* EXERCISE BRIEF
Present every entry below as a numbered list, one line per number, and leave out any blank lines.

* RECORDS FOR THE TASK
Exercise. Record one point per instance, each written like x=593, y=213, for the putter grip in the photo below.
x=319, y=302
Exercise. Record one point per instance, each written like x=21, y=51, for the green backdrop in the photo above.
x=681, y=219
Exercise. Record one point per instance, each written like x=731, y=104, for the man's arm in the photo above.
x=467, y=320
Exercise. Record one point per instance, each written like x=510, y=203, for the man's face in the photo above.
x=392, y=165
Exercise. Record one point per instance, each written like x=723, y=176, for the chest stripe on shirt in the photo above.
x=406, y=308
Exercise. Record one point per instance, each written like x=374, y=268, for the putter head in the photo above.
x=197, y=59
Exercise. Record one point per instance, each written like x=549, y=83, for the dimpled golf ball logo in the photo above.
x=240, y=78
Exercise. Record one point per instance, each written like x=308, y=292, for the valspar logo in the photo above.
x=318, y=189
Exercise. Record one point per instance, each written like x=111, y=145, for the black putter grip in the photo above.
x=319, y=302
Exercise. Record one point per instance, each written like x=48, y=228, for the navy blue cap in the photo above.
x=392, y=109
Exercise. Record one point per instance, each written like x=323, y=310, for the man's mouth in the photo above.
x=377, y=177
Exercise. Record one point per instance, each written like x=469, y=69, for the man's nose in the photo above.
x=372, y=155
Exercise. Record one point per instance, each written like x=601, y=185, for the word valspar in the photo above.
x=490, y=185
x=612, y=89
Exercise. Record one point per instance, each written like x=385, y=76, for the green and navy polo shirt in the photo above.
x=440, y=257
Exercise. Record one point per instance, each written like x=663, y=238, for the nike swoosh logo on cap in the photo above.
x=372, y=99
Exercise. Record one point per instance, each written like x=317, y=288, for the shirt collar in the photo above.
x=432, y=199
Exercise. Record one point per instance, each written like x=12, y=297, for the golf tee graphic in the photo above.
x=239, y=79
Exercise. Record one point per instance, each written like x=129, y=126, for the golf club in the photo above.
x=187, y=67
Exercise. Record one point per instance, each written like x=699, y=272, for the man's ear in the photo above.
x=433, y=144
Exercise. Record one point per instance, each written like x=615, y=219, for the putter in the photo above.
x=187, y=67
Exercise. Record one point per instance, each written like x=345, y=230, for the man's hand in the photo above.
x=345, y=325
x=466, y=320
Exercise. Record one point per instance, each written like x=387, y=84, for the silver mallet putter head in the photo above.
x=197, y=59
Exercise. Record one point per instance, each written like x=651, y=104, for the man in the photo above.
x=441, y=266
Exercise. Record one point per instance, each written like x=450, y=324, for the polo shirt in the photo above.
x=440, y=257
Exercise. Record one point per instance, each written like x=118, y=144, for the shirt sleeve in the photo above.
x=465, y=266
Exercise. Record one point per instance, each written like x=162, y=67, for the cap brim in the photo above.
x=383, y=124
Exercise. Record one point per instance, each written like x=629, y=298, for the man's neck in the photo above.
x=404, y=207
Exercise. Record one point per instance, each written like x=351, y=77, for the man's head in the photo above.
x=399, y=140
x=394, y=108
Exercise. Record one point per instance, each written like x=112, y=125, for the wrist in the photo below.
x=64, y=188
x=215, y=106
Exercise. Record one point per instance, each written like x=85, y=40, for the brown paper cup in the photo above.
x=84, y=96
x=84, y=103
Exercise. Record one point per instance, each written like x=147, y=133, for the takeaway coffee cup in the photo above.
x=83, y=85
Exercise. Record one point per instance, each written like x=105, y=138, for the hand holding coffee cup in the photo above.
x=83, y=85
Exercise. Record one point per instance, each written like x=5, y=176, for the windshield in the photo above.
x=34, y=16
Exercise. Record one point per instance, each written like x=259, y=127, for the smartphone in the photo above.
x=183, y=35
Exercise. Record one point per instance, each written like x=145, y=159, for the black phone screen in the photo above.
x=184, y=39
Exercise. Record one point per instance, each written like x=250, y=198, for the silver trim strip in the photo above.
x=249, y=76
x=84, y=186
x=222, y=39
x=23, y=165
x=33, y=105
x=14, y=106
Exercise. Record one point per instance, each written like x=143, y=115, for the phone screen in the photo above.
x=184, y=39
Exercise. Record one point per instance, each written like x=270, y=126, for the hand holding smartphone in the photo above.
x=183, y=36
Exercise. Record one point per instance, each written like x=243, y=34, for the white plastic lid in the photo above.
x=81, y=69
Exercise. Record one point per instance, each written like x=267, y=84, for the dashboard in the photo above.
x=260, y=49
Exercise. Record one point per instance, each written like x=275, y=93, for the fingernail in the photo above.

* ANSWER TO THE PROBLEM
1. Exercise. Record one point per instance, each written like x=593, y=213, for the putter grip in the photo below.
2. x=319, y=302
3. Exercise. Record one point per instance, each written like x=21, y=51, for the green backdrop in the photo above.
4. x=681, y=219
5. Exercise. Record one point per instance, each written like x=731, y=104, for the man's arm in the photo above.
6. x=467, y=320
7. Exercise. Record one point per instance, each written like x=510, y=203, for the man's face in the photo above.
8. x=392, y=165
9. Exercise. Record one point per instance, each written like x=723, y=176, for the chest stripe on shirt in the photo above.
10. x=406, y=308
11. Exercise. Record one point per instance, each written like x=374, y=268, for the putter head in the photo above.
12. x=197, y=59
13. Exercise. Record one point per instance, each written like x=549, y=83, for the dimpled golf ball logo in the photo above.
14. x=240, y=78
15. Exercise. Record one point per instance, each written like x=308, y=292, for the valspar logo in the photo above.
16. x=318, y=189
17. Exercise. Record one point per instance, each written like x=111, y=145, for the black putter grip in the photo above.
18. x=319, y=302
19. Exercise. Record one point per instance, each written like x=48, y=228, for the navy blue cap in the photo above.
20. x=392, y=109
21. Exercise. Record one point per instance, each written like x=323, y=310, for the man's mouth in the photo above.
22. x=377, y=177
23. Exercise. Record one point per instance, each written like x=469, y=69, for the man's nose in the photo above.
24. x=372, y=155
25. Exercise. Record one point per instance, each written like x=601, y=185, for the word valspar in the photo above.
26. x=490, y=185
27. x=612, y=89
28. Exercise. Record one point per instance, each written like x=385, y=76, for the green and navy polo shirt in the photo above.
29. x=440, y=257
30. Exercise. Record one point per instance, each written like x=663, y=238, for the nike swoosh logo on cap in the photo above.
31. x=372, y=99
32. Exercise. Record one point per instance, each written like x=317, y=288, for the shirt collar in the photo above.
33. x=432, y=199
34. Exercise. Record one point per instance, each written like x=12, y=297, for the golf tee graphic in the photo above.
35. x=239, y=79
36. Exercise. Record one point per instance, each written like x=129, y=126, for the golf club in the photo above.
37. x=187, y=67
38. Exercise. Record one point per instance, each written like x=699, y=272, for the man's ear in the photo above.
39. x=433, y=144
40. Exercise. Record one point per instance, each written like x=615, y=219, for the putter in the photo above.
41. x=187, y=67
42. Exercise. Record one point per instance, each written like x=345, y=230, for the man's hand in the photo above.
43. x=345, y=325
44. x=466, y=320
45. Exercise. Record one point per instance, each written like x=387, y=84, for the silver mallet putter head in the photo above.
46. x=197, y=59
47. Exercise. Record one point per instance, each written like x=651, y=104, for the man in the photo above.
48. x=441, y=266
49. Exercise. Record one point per instance, each written like x=450, y=324, for the polo shirt in the photo above.
50. x=440, y=257
51. Exercise. Record one point per instance, each written like x=118, y=144, for the shirt sleeve in the photo above.
52. x=465, y=266
53. Exercise. Record one point per instance, each written like x=162, y=67, for the cap brim in the photo above.
54. x=383, y=124
55. Exercise. Record one point per instance, each written like x=629, y=298, for the man's neck in the photo above.
56. x=404, y=207
57. Exercise. Record one point per instance, each written like x=351, y=77, for the man's head in the photo above.
58. x=399, y=140
59. x=394, y=108
60. Exercise. Record one point per instance, each written like x=112, y=125, for the wrist in the photo below.
61. x=64, y=188
62. x=215, y=106
63. Exercise. Record one point per instance, each written like x=85, y=40, for the brown paper cup in the photo above.
64. x=84, y=96
65. x=84, y=103
66. Exercise. Record one point per instance, each written like x=147, y=133, for the takeaway coffee cup in the photo above.
67. x=83, y=85
68. Exercise. Record one point per instance, each written like x=105, y=138, for the hand holding coffee cup in the photo above.
69. x=83, y=85
70. Exercise. Record one point per instance, each written like x=5, y=176, for the windshield in the photo above.
71. x=34, y=16
72. Exercise. Record one point per instance, each written like x=259, y=127, for the smartphone in the photo above.
73. x=183, y=35
74. Exercise. Record one point per instance, each written like x=145, y=159, for the black phone screen in the photo above.
75. x=184, y=39
76. Exercise. Record one point per instance, each written like x=250, y=198, for the silver trim strip in the photo above.
77. x=249, y=76
78. x=84, y=186
79. x=222, y=39
80. x=23, y=165
81. x=33, y=105
82. x=14, y=106
83. Exercise. Record one point per instance, each written like x=143, y=115, for the phone screen in the photo above.
84. x=184, y=39
85. Exercise. Record one point per instance, each written like x=270, y=126, for the hand holding smartphone in the photo above.
86. x=183, y=36
87. Exercise. Record one point per instance, each written like x=243, y=34, for the white plastic lid in the photo above.
88. x=81, y=69
89. Exercise. Record one point per instance, each written like x=267, y=84, for the dashboard in the photo above.
90. x=260, y=49
91. Exercise. Record one point per instance, each written like x=275, y=93, for the fingernail in the photo above.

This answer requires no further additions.